Sigue escribiendo el texto de abajo sobre la automatización y el empleo, a partir de su última oración.

- _FRAGMENTO DEL TEXTO_:
-.-.-

Por Rafael Jiménez Asensio. La Mirada Institucional blog.- Hay un consenso elevado en que nos encontramos en plena
revolución tecnológica (la denominada “Cuarta Revolución industrial”). Existen,
no obstante, diferencias marcadas a la hora de evaluar los impactos de la
automatización sobre el empleo. Los trabajos sobre esta materia, así como los
libros e informes, son cada día más numerosos. Y quienes los firman se dividen
entre aquellos que relativizan, aplazan o minusvaloran sus consecuencias,
frente a aquellos otros que las magnifican o que, incluso, ofrecen visiones
apocalípticas. De todo hay, también juicios equilibrados. En todo caso,
cualquier revolución de esas características conlleva disrupción (Schumpeter),
más la que ya está entre nosotros. Y, por consiguiente, ganadores y perdedores.
Aparecerán nuevos empleos que sustituirán a muchos anteriores, el problema es
el ritmo o la cadencia en su desaparición/aparición y si el “material humano”
(las personas) se adaptarán o no a tales transformaciones.
Al margen de esas diferentes visiones, que simplifico por
razones de espacio, parece haber un cierto consenso en que la automatización en
los próximos años suprimirá muchas de las tareas rutinarias que actualmente se
desarrollan en no pocos empleos. La supresión de tareas no implica en sí mismo
la desaparición de un empleo, pero sí su transformación o, en su caso, la
reducción drástica del número de empleos de tales características en cualquier
organización, allí donde la revolución tecnológica sustituya gradualmente
trabajo humano por máquinas.

-.-.-

- _DATOS EXTRAÍDOS_:
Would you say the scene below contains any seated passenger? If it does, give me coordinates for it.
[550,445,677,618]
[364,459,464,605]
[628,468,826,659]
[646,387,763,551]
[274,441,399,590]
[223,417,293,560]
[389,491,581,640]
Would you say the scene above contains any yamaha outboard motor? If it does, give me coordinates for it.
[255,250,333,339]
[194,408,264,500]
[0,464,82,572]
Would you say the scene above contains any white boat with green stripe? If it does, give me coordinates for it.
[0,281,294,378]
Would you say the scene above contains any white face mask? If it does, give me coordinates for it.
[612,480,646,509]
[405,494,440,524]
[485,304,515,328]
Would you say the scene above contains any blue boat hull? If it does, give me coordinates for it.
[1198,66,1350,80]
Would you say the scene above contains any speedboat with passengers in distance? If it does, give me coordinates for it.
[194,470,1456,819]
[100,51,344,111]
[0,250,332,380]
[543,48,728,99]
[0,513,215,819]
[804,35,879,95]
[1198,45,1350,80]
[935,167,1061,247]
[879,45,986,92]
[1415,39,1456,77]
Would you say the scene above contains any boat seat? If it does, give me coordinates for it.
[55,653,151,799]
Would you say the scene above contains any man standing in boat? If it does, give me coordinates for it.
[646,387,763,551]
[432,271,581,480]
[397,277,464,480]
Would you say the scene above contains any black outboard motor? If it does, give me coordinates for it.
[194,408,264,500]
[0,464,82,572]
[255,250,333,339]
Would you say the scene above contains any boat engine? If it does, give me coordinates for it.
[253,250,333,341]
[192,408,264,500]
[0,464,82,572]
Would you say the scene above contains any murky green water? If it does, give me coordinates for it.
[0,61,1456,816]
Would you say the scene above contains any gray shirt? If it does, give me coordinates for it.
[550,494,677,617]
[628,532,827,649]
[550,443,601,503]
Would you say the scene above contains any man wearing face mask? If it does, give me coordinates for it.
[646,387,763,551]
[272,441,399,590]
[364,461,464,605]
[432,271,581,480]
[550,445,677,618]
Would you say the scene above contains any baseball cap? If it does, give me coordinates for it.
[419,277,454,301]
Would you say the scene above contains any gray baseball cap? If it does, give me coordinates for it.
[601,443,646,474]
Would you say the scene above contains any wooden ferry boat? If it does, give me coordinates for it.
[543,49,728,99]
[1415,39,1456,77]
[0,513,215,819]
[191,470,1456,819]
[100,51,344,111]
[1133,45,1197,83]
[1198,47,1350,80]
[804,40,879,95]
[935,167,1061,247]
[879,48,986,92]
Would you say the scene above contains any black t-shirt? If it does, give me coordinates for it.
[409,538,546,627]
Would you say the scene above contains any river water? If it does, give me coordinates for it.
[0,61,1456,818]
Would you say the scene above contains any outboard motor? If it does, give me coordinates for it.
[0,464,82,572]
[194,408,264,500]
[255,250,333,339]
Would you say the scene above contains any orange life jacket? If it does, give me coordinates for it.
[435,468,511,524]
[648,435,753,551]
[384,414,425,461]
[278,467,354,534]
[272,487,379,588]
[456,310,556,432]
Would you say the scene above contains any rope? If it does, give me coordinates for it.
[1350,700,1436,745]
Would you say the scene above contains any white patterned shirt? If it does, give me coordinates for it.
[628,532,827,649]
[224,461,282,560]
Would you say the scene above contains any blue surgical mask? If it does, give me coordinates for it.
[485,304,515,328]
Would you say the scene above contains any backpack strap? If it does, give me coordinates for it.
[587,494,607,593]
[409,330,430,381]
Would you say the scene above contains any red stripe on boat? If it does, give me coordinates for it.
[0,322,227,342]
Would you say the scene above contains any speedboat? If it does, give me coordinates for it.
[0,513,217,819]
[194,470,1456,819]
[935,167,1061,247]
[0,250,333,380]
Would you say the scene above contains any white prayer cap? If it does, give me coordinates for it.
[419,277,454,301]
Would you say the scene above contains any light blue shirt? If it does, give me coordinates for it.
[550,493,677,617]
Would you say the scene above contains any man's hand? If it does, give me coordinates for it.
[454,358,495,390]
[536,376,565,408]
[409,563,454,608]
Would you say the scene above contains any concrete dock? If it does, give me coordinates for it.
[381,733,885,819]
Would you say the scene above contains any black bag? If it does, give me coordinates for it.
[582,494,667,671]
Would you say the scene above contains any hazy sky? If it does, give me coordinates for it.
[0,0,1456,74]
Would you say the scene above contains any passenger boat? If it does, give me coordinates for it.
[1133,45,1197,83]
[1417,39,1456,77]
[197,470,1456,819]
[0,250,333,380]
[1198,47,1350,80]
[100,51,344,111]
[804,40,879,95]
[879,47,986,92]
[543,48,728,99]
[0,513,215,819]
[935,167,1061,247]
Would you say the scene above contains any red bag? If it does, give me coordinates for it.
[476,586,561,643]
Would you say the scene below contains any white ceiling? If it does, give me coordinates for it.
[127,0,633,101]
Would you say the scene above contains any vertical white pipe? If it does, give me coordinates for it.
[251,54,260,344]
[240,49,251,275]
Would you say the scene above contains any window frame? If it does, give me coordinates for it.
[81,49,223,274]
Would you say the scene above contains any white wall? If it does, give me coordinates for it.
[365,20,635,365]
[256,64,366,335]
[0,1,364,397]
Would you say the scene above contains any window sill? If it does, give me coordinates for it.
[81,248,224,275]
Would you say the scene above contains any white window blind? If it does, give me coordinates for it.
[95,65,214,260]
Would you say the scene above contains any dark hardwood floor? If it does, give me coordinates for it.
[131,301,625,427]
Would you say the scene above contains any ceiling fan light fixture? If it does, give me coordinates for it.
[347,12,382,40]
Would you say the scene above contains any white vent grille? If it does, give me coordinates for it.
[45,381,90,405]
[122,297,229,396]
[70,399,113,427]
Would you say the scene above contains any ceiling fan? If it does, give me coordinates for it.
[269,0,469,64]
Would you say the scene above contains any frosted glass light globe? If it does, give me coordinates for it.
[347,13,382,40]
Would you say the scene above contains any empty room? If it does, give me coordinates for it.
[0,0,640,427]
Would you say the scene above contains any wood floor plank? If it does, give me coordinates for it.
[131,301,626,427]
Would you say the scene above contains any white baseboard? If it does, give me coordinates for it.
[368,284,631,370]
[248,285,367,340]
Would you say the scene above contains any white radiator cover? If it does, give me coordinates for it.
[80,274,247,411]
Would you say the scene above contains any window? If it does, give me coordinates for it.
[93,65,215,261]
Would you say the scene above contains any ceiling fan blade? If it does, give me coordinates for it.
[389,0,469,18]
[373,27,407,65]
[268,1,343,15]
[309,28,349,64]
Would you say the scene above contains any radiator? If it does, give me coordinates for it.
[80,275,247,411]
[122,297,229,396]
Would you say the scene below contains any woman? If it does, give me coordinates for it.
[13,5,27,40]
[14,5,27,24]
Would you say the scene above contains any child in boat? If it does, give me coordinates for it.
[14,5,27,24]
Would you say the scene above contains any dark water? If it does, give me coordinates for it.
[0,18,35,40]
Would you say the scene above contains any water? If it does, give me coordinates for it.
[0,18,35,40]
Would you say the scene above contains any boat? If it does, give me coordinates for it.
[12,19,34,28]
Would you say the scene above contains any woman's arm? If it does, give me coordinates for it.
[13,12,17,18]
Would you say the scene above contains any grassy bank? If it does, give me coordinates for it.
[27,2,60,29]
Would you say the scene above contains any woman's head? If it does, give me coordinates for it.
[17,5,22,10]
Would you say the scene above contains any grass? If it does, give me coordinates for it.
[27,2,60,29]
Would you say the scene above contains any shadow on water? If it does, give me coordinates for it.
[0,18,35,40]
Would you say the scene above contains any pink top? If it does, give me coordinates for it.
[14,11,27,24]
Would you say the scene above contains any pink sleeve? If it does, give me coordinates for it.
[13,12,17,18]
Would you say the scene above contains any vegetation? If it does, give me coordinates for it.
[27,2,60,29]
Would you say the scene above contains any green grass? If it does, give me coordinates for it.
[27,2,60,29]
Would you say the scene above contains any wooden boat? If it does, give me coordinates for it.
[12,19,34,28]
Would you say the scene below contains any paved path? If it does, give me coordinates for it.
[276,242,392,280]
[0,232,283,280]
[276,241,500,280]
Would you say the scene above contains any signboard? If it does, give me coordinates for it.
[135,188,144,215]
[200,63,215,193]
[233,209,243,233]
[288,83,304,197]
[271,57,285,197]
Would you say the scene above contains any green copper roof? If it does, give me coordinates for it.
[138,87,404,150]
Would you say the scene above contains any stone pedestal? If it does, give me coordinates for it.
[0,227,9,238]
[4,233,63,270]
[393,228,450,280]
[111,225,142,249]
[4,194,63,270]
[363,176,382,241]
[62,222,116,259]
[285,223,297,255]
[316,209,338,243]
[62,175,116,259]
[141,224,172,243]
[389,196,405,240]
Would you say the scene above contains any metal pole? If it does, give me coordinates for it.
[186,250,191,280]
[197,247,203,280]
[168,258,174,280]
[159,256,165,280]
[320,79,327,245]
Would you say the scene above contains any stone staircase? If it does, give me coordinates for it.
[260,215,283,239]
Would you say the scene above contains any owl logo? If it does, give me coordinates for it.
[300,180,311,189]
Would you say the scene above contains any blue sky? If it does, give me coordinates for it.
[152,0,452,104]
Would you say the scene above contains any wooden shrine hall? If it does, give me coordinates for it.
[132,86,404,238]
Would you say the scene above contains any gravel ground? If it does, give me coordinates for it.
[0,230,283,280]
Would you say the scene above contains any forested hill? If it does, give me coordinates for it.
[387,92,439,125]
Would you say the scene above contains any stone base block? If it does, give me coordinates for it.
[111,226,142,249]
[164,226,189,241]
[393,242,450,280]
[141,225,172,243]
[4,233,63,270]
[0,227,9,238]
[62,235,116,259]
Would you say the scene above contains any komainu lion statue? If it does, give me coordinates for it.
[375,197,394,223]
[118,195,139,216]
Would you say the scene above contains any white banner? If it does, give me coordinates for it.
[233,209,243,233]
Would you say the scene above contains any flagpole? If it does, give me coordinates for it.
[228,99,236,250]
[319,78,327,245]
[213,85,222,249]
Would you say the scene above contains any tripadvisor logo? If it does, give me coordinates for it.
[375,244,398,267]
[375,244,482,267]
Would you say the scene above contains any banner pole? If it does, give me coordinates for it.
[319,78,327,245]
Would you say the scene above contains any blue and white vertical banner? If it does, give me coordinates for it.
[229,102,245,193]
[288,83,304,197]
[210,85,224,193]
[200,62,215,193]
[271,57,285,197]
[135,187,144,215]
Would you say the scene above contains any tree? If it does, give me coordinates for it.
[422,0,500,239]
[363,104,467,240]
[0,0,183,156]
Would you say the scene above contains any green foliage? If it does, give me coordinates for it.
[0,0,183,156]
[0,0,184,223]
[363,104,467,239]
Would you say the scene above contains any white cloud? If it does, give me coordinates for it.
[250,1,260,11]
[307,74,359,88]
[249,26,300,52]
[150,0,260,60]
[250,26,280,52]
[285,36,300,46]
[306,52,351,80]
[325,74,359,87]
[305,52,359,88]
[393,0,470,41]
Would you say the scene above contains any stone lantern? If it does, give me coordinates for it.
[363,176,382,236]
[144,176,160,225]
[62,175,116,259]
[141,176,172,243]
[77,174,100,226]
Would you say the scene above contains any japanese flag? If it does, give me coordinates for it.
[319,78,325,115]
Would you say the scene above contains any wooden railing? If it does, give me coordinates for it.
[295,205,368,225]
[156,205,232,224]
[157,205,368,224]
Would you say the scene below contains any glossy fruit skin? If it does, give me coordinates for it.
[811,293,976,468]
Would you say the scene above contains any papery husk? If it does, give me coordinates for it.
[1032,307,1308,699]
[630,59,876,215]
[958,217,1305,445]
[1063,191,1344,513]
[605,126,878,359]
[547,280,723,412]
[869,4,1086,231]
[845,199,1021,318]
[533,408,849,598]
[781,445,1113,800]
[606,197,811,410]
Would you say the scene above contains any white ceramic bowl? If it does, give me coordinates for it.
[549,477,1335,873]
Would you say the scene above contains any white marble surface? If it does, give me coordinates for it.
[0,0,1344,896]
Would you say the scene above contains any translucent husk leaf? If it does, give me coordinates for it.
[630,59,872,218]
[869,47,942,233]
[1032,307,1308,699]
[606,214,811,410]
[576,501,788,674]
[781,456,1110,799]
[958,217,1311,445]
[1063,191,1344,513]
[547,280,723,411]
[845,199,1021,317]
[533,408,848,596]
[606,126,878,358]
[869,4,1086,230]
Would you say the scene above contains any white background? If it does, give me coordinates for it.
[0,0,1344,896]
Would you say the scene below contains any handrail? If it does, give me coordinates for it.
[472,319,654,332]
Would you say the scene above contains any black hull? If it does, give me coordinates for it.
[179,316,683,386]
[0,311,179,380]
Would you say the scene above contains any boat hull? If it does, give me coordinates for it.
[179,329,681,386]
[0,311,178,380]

-.-.-

- _RESPUESTA_:
De todo lo anterior comienzan a ser conscientes las
empresas, pero menos la Administración Pública. En este último caso se produce
un dato adicional mucho más preocupante: habitualmente, el ingreso en la
Administración Pública se produce a empleos estructurales (salvo en los casos
de interinidad, hoy en día abundantes como rescoldo del grave incendio derivado
de los duros años de crisis fiscal) y, por tanto, con un estatuto de
permanencia (inamovilidad, en el caso de la función pública), lo que introduce
factores de seguridad a quienes “ganan” la plaza, pero también genera elementos
inevitables de rigidez a la organización en la que se insertan, al menos
mientras el marco normativo vigente sea el que es.
Por consiguiente, antes de proceder a la cobertura de una
vacante que se produzca en el sector público, no es un dato menor preguntarse
si ese puesto de trabajo seguirá desarrollando dentro de unos años (pongamos el
caso, yéndonos muy lejos, en un horizonte de diez años) esas mismas funciones.
En verdad, lo que nos interesa saber realmente no son las funciones o
responsabilidades asignadas a tal puesto de trabajo, sino particularmente si
las tareas que saturan tales funciones serán prestadas por quienes actualmente
las ejercen o, por el contrario, sufrirán un proceso de automatización intenso,
que las vaya trasladando a su prestación por máquinas y, por tanto, a una
vaciado gradual y paulatino de funciones, que inevitablemente se transformaría
en supresión de dotaciones o, en su caso, yendo al límite, en eliminación pura
y dura de determinados puestos de trabajo.
“geriátricos funcionariales”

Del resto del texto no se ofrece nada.